#### Exercise task 1:
Decide whether each statement, (a), (b) and (c), agrees with the Bash Helpers page below. Answer yes or no for each and quote the exact words from the page that settle it.
(a) Bash Helpers needs no packages other than bash.
(b) The author wrote 7k lines of regular bash script for a devops contract.
(c) The first attempt at lemonade turns out too sweet.

#### Given passage:
= = = = =
Bash Helpers

Bash Helpers is a source-able bash script that allows you to specify file dependencies and how to turn a file from its dependencies into its final form.

It is mostly implemented in one process and depends on no other packages besides bash. This is specifically to better support embedded systems that are tight on space, to support Cygwin which pays a large performance penalty for spawning subprocesses, and to create more efficient, less bug-prone scripts that do not require anything but bash.

What Is Bash Helpers Like?

Bash Helpers can be thought of as an implementation of make using only bash internals.

It can also be thought of as a functional language implemented on top of bash in order to help you avoid the most common bugs you see in bash scripts, like caching issues, stale files, inconsistent state, and having to regenerate previous work.

Why?

I wrote 7k lines of regular bash script for a devops contract and realized this would have saved me most of my debugging time, which was mostly regarding dependencies I missed, caches with stale or unupdated files, etc.

Could argue that using make would have reduced those bugs, but make's build rules are fairly rudimentary compared to the full power of a bash function.

I prefer the tight integration with bash and lack of dependency on any other packages.

Getting Started

While it's perhaps the most-installed software on the planet, bash is still unfortunately an imperative scripting language.

Let's make some lemonade with those lemons. In a new bash shell, type the following:

source bash_helpers.sh

function make_lemonade()
{
	cat ingredient* > lemonade
}

echo lemon > ingredient1
echo lemon > ingredient2
echo lemon > ingredient3

set_dependencies make_lemonade: lemonade ingredient*
lemonade_index=$_target_index

generate_index $lemonade_index

cat lemonade

This says that the file lemonade depends on all the files in the current directory that start with the name "ingredient". Because the lemonade file doesn't exist, it will generate lemonade from the ingredient files by calling the make_lemonade function, which concatinates the ingredient files into the lemonade file.

Unfortunately, this first attempt at lemonade is too bitter.
= = = = =
#### Dataset rows:
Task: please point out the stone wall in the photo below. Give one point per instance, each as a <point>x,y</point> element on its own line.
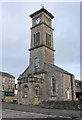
<point>72,105</point>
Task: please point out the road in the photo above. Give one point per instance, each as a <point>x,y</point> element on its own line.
<point>6,113</point>
<point>26,111</point>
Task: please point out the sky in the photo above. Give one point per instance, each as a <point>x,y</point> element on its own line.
<point>16,35</point>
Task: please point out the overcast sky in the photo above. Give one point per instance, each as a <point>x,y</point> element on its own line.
<point>16,35</point>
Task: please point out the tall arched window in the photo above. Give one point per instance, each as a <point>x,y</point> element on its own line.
<point>37,91</point>
<point>36,64</point>
<point>34,40</point>
<point>25,91</point>
<point>38,38</point>
<point>48,40</point>
<point>53,85</point>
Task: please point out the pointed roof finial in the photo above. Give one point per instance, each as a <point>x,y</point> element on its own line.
<point>42,6</point>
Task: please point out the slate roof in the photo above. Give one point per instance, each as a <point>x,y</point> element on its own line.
<point>58,68</point>
<point>4,74</point>
<point>42,10</point>
<point>78,81</point>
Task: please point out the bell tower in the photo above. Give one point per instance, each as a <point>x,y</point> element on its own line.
<point>41,50</point>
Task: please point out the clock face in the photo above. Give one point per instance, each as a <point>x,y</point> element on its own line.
<point>37,20</point>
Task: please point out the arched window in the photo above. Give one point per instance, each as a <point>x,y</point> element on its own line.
<point>68,93</point>
<point>37,91</point>
<point>48,40</point>
<point>34,40</point>
<point>36,64</point>
<point>53,85</point>
<point>38,38</point>
<point>25,91</point>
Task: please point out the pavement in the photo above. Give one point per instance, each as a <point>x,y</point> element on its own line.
<point>27,111</point>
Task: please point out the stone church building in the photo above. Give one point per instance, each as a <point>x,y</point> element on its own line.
<point>42,80</point>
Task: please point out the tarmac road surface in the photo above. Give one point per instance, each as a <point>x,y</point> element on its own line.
<point>6,113</point>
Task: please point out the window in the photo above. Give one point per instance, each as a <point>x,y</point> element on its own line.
<point>36,64</point>
<point>25,91</point>
<point>68,93</point>
<point>48,40</point>
<point>53,85</point>
<point>34,40</point>
<point>37,91</point>
<point>37,39</point>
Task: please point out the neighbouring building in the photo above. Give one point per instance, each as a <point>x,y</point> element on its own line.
<point>78,86</point>
<point>43,80</point>
<point>7,86</point>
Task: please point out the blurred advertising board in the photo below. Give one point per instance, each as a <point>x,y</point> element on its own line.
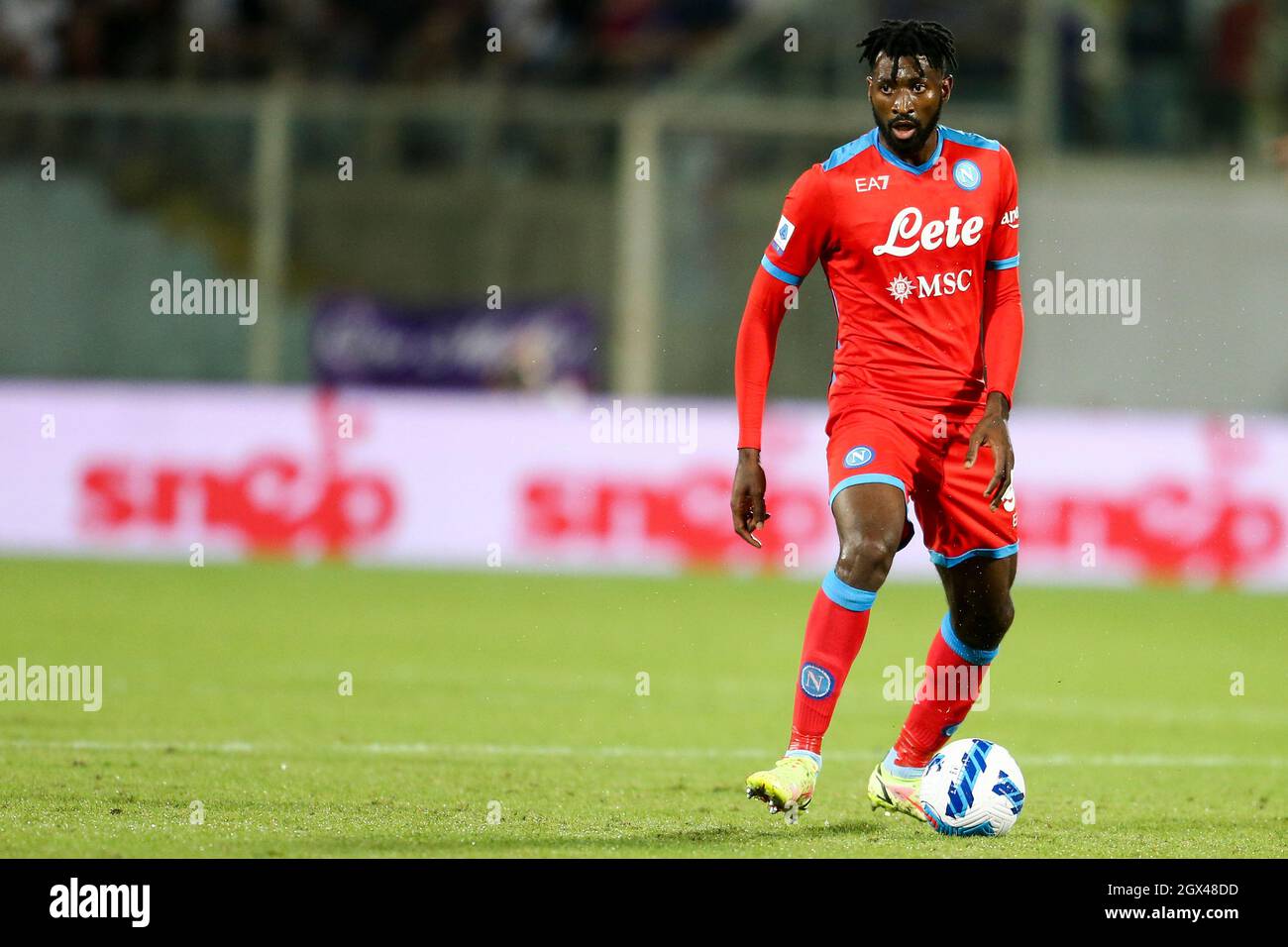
<point>572,482</point>
<point>357,341</point>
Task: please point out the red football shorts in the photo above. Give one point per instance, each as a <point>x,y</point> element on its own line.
<point>925,457</point>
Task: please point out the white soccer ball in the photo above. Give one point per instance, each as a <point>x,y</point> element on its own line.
<point>973,788</point>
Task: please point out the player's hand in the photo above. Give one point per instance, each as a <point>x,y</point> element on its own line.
<point>748,495</point>
<point>992,432</point>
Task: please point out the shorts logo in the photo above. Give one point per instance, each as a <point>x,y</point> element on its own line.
<point>859,457</point>
<point>966,174</point>
<point>815,682</point>
<point>786,228</point>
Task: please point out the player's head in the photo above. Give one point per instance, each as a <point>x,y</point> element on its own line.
<point>910,81</point>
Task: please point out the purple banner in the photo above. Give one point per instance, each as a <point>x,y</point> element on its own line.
<point>528,347</point>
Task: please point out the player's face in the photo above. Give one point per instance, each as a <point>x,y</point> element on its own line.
<point>906,102</point>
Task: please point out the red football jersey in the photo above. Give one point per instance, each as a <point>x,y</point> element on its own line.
<point>906,252</point>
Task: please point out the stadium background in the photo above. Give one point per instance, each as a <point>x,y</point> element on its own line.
<point>436,335</point>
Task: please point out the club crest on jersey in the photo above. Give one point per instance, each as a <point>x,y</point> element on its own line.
<point>859,457</point>
<point>786,228</point>
<point>815,682</point>
<point>909,224</point>
<point>966,174</point>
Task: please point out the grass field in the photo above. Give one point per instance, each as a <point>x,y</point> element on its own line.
<point>515,696</point>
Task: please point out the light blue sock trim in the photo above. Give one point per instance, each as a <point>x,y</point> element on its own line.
<point>902,772</point>
<point>975,656</point>
<point>866,478</point>
<point>846,595</point>
<point>814,757</point>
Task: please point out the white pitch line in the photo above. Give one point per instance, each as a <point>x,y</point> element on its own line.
<point>237,746</point>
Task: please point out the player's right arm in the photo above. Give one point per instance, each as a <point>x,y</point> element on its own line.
<point>802,234</point>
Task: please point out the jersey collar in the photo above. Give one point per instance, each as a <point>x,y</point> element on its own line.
<point>890,158</point>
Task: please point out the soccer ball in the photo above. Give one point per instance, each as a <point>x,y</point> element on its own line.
<point>973,788</point>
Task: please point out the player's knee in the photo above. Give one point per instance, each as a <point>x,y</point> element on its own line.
<point>984,625</point>
<point>864,562</point>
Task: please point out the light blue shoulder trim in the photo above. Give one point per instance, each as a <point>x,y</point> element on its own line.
<point>790,278</point>
<point>969,138</point>
<point>846,151</point>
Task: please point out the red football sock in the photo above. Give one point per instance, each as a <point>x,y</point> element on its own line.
<point>954,673</point>
<point>833,635</point>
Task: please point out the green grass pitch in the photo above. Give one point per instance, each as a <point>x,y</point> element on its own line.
<point>497,714</point>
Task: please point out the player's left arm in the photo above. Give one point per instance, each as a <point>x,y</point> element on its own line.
<point>1004,335</point>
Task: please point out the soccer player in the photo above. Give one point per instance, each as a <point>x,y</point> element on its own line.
<point>917,228</point>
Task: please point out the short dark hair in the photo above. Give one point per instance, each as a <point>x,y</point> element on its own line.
<point>911,38</point>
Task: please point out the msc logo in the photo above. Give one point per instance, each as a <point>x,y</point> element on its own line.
<point>948,232</point>
<point>859,457</point>
<point>815,682</point>
<point>941,285</point>
<point>966,174</point>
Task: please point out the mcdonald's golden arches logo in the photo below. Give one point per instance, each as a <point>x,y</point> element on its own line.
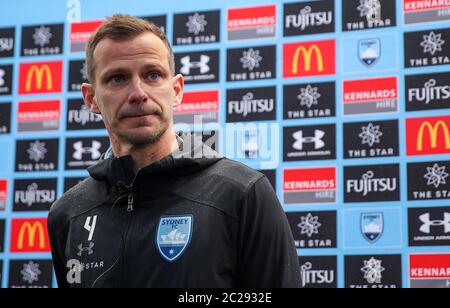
<point>428,136</point>
<point>309,59</point>
<point>43,77</point>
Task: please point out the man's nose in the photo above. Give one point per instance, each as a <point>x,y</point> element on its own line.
<point>137,92</point>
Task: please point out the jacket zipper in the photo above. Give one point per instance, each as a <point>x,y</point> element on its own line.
<point>130,207</point>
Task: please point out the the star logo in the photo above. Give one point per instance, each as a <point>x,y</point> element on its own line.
<point>37,151</point>
<point>309,225</point>
<point>196,24</point>
<point>432,43</point>
<point>251,59</point>
<point>371,9</point>
<point>309,96</point>
<point>30,272</point>
<point>42,36</point>
<point>371,135</point>
<point>372,270</point>
<point>436,176</point>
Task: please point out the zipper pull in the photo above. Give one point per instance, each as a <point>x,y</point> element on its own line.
<point>130,203</point>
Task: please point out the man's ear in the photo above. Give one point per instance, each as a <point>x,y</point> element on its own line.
<point>178,86</point>
<point>89,97</point>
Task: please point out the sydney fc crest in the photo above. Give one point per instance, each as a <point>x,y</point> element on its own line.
<point>369,51</point>
<point>372,226</point>
<point>173,236</point>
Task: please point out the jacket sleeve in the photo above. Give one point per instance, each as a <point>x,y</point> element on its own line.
<point>267,254</point>
<point>57,244</point>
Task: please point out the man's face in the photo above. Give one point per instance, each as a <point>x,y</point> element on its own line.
<point>134,90</point>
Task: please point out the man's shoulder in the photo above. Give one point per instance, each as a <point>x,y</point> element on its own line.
<point>235,174</point>
<point>223,186</point>
<point>82,197</point>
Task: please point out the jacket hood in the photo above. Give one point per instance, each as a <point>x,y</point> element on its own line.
<point>192,157</point>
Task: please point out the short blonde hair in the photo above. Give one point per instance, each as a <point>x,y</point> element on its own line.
<point>122,27</point>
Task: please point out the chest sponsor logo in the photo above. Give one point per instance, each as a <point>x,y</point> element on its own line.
<point>32,274</point>
<point>310,185</point>
<point>427,48</point>
<point>371,139</point>
<point>429,271</point>
<point>368,14</point>
<point>196,28</point>
<point>313,229</point>
<point>428,136</point>
<point>41,40</point>
<point>373,272</point>
<point>375,183</point>
<point>252,22</point>
<point>173,236</point>
<point>310,17</point>
<point>421,11</point>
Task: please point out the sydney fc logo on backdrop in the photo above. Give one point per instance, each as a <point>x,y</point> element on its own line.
<point>372,225</point>
<point>173,236</point>
<point>369,51</point>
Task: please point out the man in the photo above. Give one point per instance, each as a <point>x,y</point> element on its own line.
<point>164,210</point>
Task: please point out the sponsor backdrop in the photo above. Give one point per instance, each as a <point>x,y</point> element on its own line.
<point>345,105</point>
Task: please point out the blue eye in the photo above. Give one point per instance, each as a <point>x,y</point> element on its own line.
<point>153,76</point>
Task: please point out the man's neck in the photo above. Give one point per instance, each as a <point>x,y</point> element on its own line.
<point>146,155</point>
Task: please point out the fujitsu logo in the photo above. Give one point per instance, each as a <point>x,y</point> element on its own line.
<point>430,92</point>
<point>310,276</point>
<point>83,116</point>
<point>369,184</point>
<point>307,18</point>
<point>6,44</point>
<point>33,195</point>
<point>249,104</point>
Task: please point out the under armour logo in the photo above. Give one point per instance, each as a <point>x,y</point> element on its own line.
<point>188,65</point>
<point>2,80</point>
<point>87,249</point>
<point>427,223</point>
<point>301,140</point>
<point>6,44</point>
<point>90,227</point>
<point>93,150</point>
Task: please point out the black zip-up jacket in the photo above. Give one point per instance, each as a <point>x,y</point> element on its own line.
<point>181,222</point>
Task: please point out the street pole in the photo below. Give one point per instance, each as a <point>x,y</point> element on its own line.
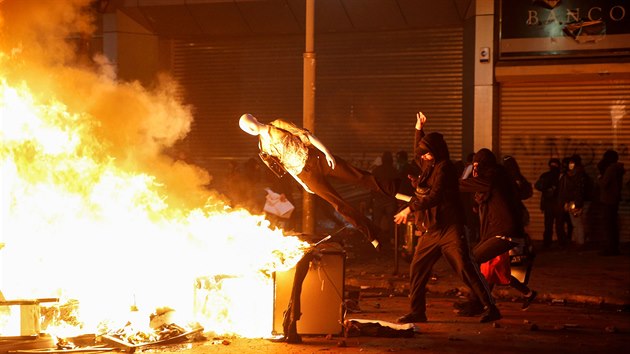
<point>308,205</point>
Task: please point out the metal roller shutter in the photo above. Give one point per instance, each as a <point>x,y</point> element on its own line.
<point>369,86</point>
<point>540,120</point>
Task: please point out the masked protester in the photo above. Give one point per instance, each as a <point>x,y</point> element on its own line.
<point>286,148</point>
<point>572,196</point>
<point>611,173</point>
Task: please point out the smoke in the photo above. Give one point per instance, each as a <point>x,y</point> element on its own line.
<point>44,44</point>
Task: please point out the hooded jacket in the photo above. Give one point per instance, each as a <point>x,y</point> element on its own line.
<point>436,202</point>
<point>611,179</point>
<point>498,203</point>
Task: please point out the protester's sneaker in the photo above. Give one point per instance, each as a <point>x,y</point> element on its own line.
<point>491,314</point>
<point>412,317</point>
<point>529,299</point>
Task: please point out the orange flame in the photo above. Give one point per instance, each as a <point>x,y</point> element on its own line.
<point>83,220</point>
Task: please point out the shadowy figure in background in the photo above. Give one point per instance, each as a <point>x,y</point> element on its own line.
<point>439,216</point>
<point>547,184</point>
<point>610,178</point>
<point>501,226</point>
<point>572,196</point>
<point>384,206</point>
<point>298,152</point>
<point>567,225</point>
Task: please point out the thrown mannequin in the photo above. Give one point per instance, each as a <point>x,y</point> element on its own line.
<point>305,158</point>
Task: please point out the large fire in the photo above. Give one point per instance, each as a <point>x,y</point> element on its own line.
<point>89,214</point>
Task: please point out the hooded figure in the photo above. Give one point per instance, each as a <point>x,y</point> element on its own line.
<point>498,205</point>
<point>500,226</point>
<point>437,201</point>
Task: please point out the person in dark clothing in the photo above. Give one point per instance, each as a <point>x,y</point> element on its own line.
<point>439,216</point>
<point>572,196</point>
<point>310,163</point>
<point>610,178</point>
<point>547,184</point>
<point>501,223</point>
= = = = =
#### Exercise task 2:
Lay out the rows as a numbered list, beginning at their first line and ending after the line that contains "<point>72,105</point>". Leave out blank lines and any pictures.

#### Answer 1:
(a) Yes: "depends on no other packages besides bash"
(b) Yes: "I wrote 7k lines of regular bash script for a devops contract"
(c) No: "this first attempt at lemonade is too bitter"

#### Answer 2:
1. Task: please point out the stone wall in the photo below. Give one point per instance, each as a <point>x,y</point> element on its own line.
2. <point>72,105</point>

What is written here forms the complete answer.